| WHAT THE TASK ASKS |
Below are the entries; determine how many of their lines contain the string "When" and give that figure alone.

┌─ THE INPUT

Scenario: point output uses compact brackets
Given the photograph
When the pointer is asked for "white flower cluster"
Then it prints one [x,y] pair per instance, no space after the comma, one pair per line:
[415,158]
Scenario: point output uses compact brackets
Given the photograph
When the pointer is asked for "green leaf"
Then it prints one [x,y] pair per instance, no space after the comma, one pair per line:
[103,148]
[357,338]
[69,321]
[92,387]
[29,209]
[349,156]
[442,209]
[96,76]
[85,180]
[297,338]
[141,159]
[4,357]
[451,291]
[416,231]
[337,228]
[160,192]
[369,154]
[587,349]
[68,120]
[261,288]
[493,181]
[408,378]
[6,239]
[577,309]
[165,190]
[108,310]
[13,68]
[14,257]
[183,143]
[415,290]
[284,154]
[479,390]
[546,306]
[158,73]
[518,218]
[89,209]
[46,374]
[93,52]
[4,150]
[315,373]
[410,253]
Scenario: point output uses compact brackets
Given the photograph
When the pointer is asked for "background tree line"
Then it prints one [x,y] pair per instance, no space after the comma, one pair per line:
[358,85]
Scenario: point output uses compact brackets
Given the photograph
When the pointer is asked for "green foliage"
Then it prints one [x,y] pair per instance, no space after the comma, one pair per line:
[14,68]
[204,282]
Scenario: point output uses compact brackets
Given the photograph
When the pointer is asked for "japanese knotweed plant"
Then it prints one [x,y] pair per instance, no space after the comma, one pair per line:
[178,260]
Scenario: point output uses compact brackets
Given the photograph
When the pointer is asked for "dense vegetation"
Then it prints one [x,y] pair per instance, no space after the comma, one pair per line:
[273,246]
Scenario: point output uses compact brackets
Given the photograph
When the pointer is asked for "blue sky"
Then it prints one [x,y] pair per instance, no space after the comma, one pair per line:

└─

| YOUR SOLUTION |
7